───── Provided records ─────

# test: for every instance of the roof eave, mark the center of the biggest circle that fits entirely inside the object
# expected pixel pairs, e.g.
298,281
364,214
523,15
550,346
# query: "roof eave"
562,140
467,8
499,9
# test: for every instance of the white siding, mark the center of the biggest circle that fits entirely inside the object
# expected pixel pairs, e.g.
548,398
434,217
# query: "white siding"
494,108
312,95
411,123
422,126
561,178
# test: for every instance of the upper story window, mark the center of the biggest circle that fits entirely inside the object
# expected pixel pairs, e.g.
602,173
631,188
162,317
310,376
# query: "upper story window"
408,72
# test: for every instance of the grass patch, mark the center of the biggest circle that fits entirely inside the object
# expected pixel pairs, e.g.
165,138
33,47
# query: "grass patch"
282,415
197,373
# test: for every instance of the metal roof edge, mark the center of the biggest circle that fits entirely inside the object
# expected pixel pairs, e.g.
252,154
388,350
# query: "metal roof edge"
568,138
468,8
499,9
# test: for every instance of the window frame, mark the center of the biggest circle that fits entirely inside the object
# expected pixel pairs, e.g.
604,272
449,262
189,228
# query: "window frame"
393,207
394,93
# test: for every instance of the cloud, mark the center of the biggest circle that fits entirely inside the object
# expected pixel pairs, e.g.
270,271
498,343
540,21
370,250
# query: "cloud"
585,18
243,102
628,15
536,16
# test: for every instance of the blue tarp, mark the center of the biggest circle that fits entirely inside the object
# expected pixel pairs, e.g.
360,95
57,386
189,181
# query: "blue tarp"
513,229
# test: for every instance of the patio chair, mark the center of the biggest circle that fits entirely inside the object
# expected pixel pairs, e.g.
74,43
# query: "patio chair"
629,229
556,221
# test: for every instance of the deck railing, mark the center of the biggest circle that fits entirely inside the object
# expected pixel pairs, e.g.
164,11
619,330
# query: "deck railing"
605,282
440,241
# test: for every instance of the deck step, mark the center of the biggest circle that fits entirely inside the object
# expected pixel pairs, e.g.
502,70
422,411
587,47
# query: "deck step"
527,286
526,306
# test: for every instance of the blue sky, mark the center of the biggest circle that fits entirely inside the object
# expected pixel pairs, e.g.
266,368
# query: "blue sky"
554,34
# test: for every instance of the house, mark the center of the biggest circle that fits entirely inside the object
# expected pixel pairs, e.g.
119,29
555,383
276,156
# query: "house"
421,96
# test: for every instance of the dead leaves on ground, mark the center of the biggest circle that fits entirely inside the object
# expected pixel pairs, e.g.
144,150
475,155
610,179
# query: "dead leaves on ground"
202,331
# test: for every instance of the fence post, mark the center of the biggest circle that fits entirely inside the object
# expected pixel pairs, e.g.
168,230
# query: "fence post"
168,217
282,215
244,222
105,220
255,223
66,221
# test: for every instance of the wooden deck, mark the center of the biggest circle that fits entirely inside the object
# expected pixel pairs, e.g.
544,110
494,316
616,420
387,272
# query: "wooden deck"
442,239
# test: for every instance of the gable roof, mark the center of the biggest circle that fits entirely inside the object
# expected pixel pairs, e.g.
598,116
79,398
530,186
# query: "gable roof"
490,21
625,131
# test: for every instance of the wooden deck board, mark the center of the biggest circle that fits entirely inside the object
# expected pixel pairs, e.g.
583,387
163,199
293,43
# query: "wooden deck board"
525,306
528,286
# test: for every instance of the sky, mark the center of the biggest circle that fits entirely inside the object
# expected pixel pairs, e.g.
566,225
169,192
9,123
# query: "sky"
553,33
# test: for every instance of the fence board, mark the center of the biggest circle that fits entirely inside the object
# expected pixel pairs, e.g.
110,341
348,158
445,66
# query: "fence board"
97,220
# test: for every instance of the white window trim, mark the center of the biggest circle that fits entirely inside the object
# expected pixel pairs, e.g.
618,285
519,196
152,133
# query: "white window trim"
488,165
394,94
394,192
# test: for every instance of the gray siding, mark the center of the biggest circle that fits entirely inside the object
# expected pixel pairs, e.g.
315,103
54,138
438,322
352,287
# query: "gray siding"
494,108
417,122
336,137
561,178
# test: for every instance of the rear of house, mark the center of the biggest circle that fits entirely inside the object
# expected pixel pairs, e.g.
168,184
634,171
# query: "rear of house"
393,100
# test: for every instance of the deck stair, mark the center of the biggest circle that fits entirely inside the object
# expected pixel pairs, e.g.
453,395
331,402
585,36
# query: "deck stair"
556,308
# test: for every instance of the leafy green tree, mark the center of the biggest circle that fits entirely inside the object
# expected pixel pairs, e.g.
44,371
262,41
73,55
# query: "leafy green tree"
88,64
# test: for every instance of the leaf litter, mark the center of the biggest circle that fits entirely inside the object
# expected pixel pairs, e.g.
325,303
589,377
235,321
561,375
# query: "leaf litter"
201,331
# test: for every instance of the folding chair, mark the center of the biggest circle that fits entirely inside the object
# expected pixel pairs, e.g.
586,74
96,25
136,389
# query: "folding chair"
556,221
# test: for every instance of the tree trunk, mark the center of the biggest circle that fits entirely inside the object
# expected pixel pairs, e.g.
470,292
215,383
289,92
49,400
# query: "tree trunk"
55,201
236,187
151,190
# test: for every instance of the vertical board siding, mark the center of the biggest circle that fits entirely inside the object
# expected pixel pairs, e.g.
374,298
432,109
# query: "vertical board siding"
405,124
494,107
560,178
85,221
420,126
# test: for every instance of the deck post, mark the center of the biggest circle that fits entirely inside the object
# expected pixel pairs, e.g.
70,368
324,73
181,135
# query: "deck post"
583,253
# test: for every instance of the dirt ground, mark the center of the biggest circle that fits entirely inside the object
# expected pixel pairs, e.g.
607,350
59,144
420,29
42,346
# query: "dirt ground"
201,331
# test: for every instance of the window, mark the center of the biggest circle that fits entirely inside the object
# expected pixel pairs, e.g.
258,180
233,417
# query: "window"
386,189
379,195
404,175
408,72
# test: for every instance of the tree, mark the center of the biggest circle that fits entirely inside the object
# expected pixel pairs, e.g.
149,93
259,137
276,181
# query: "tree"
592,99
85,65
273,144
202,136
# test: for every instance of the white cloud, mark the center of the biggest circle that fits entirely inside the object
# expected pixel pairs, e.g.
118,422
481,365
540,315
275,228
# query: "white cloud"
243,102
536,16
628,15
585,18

─────

Given instruction:
Return every entry exactly as given.

Exercise output:
# test: for every instance of the roof eave, mark the center of the biggest circle that fits entirely inside the object
# expected pixel pairs, e.g.
298,281
364,214
523,15
550,346
# query: "roof eave"
562,140
467,8
499,9
# test: for every instance of the white siding, mark the center of the biggest circle that fits entirely inside the object
# expected pixel pairs, e.g.
548,398
434,217
# query: "white siding"
494,108
312,95
411,123
422,126
561,178
# test: for every instance of the upper story window, mark the center of the biggest circle that fits entirely inside the object
# expected pixel pairs, e.g.
602,173
631,188
162,317
310,376
# query: "upper story window"
408,72
# test: for every instance of the grass patch, mark the center of the biggest circle that fits entirely inside the object
# expected pixel pairs, e.g.
165,138
33,47
# query: "grass patch"
282,415
197,373
# test: for every instance of the metal roof edge, mark the center of the biggest circle that fits entirely inside the object
# expected pixel pairs, e.g.
252,154
388,350
# query: "metal roof edge"
568,138
468,8
499,9
# test: for every instance of the window frame, mark the center of the biggest circle that fits entirely inside the object
# expected pixel pairs, e.g.
604,272
449,262
189,228
# query: "window frame"
393,207
394,93
# test: for every instance of the cloud, mark the center of the biggest circle that fits entirely inside the object
# expected pixel pairs, e.g.
270,271
498,343
540,21
370,250
# query: "cloud"
585,18
243,102
628,15
536,16
# test: for every instance of the blue tarp, mark the center of the biggest circle that fits entirely inside the object
# expected pixel pairs, e.g.
360,95
57,386
189,181
# query: "blue tarp"
513,229
# test: for every instance of the patio chair, mark the center of the biggest circle that fits entirely inside the object
# expected pixel pairs, e.g.
74,43
# query: "patio chair"
629,229
556,221
# test: for every instance of the deck railing, mark the center of the biggest circle that fits entirely inside the object
# expected pixel pairs, e.g.
164,11
619,330
# query: "deck railing"
605,282
440,241
# test: for every instance of the deck step, mark the center of the biggest circle that fits entirely inside the object
# expected pixel pairs, e.g.
502,70
422,411
587,47
# query: "deck step"
527,286
526,306
# test: for every instance of the blue sky, mark the center of the biggest circle that fits entirely inside the object
# expected pixel pairs, e.g.
266,368
# query: "blue sky"
554,34
# test: for every instance of the house, mark the center of the biggest circle that fits entirely inside the object
# expected pixel pairs, e.g.
119,29
555,383
276,156
# query: "house"
421,96
# test: for every instance of the dead leaves on ground, mark the center of the biggest circle that fits entirely inside the object
# expected pixel pairs, e.g.
144,150
475,155
610,179
# query: "dead leaves on ground"
202,331
# test: for every instance of the fence post, mark the center of the biggest circle that fits entirely inside the object
# expected pixel pairs, e.g.
168,230
# query: "fence post"
168,217
282,215
244,222
105,220
255,223
66,221
# test: for every instance of the wooden deck, mark the center of the biggest circle that fits entirely inside the object
# expected pixel pairs, e.g.
544,110
494,316
616,420
387,272
# query: "wooden deck"
442,239
# test: for every instance of the gable roof, mark the center of the biggest circle that fits entirely inside the object
# expected pixel pairs, e.g.
598,116
79,398
530,186
# query: "gable roof"
490,21
625,131
# test: for every instance of the wooden deck board, mark the center of the biggest circle that fits entirely inside the object
# expected pixel pairs, e.g.
583,387
163,199
293,43
# query: "wooden deck board"
525,306
528,286
# test: for every instance of the sky, mark the center of the biggest circle that fits entirely inside the object
# expected pixel pairs, e.g.
566,225
169,192
9,123
# query: "sky"
553,33
# test: for every instance of the fence board, mark the center of the biggest circle that fits entirely inside the object
# expected pixel pairs, e.g.
110,341
348,158
445,66
# query: "fence board"
97,220
# test: for every instance of the white window trim, mark the center of the biggest circle that fits entirely inside the object
# expected pixel pairs, e.g.
618,285
519,196
152,133
# query: "white window trim"
488,165
394,94
394,192
# test: for every instance of the gray siding, mark the center of the biggest circle that fits entirely inside the object
# expected pixel pairs, e.g.
315,103
54,138
438,322
352,287
# query: "gray siding"
494,108
417,122
336,137
561,178
# test: for every instance of the rear of house, mark the center of the biggest circle that fits entirely inside the object
# expected pixel pairs, e.g.
168,184
634,171
# query: "rear of house"
393,100
# test: for every instance of the deck stair, mark the center of the biggest circle that fits entirely inside the object
# expected pixel pairs, e.g.
453,395
331,402
585,36
# query: "deck stair"
556,308
# test: for every instance of the leafy green tree, mark the center of the biggest circle that fits entirely inside the object
# expected pixel pairs, e.g.
44,371
262,41
73,55
# query: "leafy green tree"
88,64
# test: for every instance of the leaf litter, mark the center of the biggest circle that fits entirely inside the object
# expected pixel pairs, e.g.
325,303
589,377
235,321
561,375
# query: "leaf litter"
201,331
# test: for every instance of the folding chair, mark the center of the biggest circle that fits entirely inside the object
# expected pixel pairs, e.g.
586,74
96,25
136,389
# query: "folding chair"
556,221
# test: for every instance of the tree trunk, mark the center of the biggest circle that fits entirely inside the object
# expected pixel pairs, e.g.
470,292
215,383
289,92
49,400
# query: "tree trunk"
55,201
236,187
151,190
# test: for every instance of the vertical board siding, mark the center of the biggest circle that fits entirely inside the object
# expected pixel pairs, e.g.
374,298
432,109
# query: "vertical board siding"
405,124
494,107
560,178
85,221
420,126
# test: for every instance of the deck post, mark the center of the biggest circle that fits entirely inside the object
# expected pixel pairs, e.g.
70,368
324,73
181,135
# query: "deck post"
583,253
# test: for every instance of the dirt ground, mark the center of the biggest circle that fits entirely inside the object
# expected pixel pairs, e.g.
607,350
59,144
420,29
42,346
# query: "dirt ground"
201,331
# test: for every instance of the window, mark the center of the biggest circle that fits entirely inside the object
# expected pixel pairs, e.g.
258,180
233,417
# query: "window"
386,189
379,195
404,175
408,72
# test: for every instance of the tree, mark the center of the biggest circle that fits entirely inside the object
# expected pixel pairs, e.g.
149,93
259,137
276,181
# query: "tree"
592,99
85,65
273,144
202,136
# test: for every instance of the white cloud, mark the center of the biggest circle that fits entirely inside the object
# expected pixel pairs, e.g.
118,422
481,365
540,315
275,228
# query: "white cloud"
243,102
536,16
628,15
585,18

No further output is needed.